> **Exercise text**:
┄┄┄┄┄┄┄┄┄┄
Giving employees flexibility works – and workers are concerned about losing it

This is the weekly Careers newsletter.

Déjà Leonard is a copywriter and freelance journalist based in Calgary.

The pandemic gave many workers the opportunity to work from home, but now big, high-profile companies like Amazon, Disney and Tesla have been pushing employees to spend more time in the office.

And the conversation around return-to-office isn’t heating up at just big US companies. Earlier this year, the Canadian federal government mandated that public workers return to the office at least part-time.

The idea wasn’t well received by some staff.

“The government doesn’t have a case,” Marc Brière, national president for the Union of Taxation Employees, said to CTV News. “They’re not telling us why we’re forced arbitrarily to go back to work … nothing is preventing us from conducting strike votes and it’s not a question of ‘if’, it’s a question of when we start to conduct strike votes and it’s coming fast.”

They’re far from the only workers who don’t want to be forced back to the office. New data from recruitment firm Robert Half show 45 per cent of Canadians are worried about losing the ability to work where they want this year.

Many of those who champion remote work point to studies and surveys that show the model have advantages for people and their employers.
┄┄┄┄┄┄┄┄┄┄
> **Information given**:
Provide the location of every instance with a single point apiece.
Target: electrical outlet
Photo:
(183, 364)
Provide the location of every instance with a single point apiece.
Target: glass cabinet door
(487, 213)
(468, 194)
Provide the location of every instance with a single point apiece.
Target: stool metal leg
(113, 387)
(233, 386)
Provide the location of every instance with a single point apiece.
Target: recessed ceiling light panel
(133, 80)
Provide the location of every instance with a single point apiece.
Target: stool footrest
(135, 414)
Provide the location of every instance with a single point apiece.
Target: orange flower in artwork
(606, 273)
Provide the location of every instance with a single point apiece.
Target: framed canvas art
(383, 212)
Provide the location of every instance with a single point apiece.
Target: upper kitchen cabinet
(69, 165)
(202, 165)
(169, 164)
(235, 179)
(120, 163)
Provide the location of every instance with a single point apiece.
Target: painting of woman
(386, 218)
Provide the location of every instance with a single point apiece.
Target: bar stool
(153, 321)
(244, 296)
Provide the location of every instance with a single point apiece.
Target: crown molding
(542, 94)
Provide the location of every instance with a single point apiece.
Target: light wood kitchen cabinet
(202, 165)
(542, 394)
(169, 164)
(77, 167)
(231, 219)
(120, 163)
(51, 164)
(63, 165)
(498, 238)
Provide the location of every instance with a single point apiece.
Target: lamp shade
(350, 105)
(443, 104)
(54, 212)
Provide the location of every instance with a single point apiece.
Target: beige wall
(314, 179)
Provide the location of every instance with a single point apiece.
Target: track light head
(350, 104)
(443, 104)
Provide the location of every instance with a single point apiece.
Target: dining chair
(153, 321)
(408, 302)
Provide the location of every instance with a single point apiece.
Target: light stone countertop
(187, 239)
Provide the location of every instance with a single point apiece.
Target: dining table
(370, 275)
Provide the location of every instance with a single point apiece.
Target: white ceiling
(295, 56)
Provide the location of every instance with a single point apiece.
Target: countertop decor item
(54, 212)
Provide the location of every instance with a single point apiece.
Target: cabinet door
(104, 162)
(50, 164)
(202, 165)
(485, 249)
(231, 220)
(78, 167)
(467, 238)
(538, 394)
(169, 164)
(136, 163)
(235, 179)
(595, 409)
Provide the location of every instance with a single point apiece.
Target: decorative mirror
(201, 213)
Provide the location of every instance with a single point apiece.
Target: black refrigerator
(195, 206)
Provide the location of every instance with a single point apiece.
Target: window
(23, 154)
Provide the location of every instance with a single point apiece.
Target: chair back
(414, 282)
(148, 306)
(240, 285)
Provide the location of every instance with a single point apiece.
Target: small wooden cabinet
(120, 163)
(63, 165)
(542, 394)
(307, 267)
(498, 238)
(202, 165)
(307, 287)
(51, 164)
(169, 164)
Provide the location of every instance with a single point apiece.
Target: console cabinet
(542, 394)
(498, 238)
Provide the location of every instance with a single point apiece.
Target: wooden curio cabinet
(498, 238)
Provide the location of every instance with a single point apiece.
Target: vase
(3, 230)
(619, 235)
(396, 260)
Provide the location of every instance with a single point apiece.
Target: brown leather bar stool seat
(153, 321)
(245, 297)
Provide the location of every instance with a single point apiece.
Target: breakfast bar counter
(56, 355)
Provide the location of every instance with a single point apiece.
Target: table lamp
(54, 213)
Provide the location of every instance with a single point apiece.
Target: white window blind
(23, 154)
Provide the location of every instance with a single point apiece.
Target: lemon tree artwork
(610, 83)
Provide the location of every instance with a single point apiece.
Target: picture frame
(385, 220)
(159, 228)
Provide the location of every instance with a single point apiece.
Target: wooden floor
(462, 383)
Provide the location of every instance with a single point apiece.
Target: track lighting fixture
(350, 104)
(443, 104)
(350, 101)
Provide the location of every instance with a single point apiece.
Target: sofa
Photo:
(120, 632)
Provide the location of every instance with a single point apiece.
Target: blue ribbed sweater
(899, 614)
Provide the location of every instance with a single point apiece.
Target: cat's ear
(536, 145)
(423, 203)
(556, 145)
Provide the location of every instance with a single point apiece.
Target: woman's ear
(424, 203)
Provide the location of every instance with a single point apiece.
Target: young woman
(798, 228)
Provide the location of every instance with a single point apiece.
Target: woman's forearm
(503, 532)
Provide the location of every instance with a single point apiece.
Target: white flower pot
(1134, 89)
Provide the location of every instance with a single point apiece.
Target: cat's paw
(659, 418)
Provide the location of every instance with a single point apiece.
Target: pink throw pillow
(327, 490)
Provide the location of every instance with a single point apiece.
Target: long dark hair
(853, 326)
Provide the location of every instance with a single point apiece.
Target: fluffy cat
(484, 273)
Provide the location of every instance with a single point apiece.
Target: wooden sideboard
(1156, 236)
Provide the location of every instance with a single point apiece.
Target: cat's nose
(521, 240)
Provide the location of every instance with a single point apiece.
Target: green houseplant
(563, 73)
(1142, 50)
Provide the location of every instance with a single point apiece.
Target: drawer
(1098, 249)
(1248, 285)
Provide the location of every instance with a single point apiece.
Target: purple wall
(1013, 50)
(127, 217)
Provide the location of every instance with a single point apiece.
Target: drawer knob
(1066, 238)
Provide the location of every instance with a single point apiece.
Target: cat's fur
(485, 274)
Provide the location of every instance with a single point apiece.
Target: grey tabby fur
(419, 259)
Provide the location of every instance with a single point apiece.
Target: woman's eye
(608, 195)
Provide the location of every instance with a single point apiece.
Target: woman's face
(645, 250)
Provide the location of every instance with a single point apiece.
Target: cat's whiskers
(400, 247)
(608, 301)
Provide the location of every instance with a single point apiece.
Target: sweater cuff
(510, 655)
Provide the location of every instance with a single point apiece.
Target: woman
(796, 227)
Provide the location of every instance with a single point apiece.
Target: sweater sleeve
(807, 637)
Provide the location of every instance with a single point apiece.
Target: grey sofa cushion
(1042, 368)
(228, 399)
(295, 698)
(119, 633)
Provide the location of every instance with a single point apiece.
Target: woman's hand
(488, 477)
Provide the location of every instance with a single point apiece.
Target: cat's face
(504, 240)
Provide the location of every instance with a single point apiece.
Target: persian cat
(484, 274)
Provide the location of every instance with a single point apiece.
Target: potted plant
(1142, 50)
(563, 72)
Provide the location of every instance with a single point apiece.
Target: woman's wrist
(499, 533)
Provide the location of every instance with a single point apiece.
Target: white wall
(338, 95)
┄┄┄┄┄┄┄┄┄┄
> **Work to complete**:
1. Print everything in the return-to-office newsletter from "Giving employees flexibility" down to "in the office.".
2. In the return-to-office newsletter, what share of Canadians are worried about losing the ability to work where they want this year?
3. Finish out the next part of the return-to-office newsletter, picking up right after its last sentence.

> **Answers for the tasks**:
1.
Giving employees flexibility works – and workers are concerned about losing it

This is the weekly Careers newsletter.

Déjà Leonard is a copywriter and freelance journalist based in Calgary.

The pandemic gave many workers the opportunity to work from home, but now big, high-profile companies like Amazon, Disney and Tesla have been pushing employees to spend more time in the office.

2. 45 percent.

3.
For example, data from Future Forum, a research association created by instant-messaging provider Slack, shows that workers who have full schedule flexibility report 29 per cent higher productivity and a 53-per-cent greater ability to focus than workers with no ability to shifts their schedule.

The survey also found that remote and hybrid employees are more likely to feel connected to their direct manager and their company’s values, and are equally or more likely to feel connected to their immediate teams, as fully in-office workers are.

There is also evidence that flexible work helps keep employees around for longer. One survey from Monster, a career resource company, stated that two-thirds of employees said they would quit if they were required to return to the office full-time, and 40 per cent would consider quitting even if it were just one day per week .

However, some leaders, including Forage CEO Tom Brunskill, believe that nothing can replace in-person interaction, and that a middle ground is needed.

“I truly believe that you can have your cake and eat it too when it comes to building a work policy that works for both employees and businesses,” Mr. Brunskill said.

Forage, a company that facilitates virtual work experiences, employs a hybrid model that gives employees choices on how they work, based on what they value.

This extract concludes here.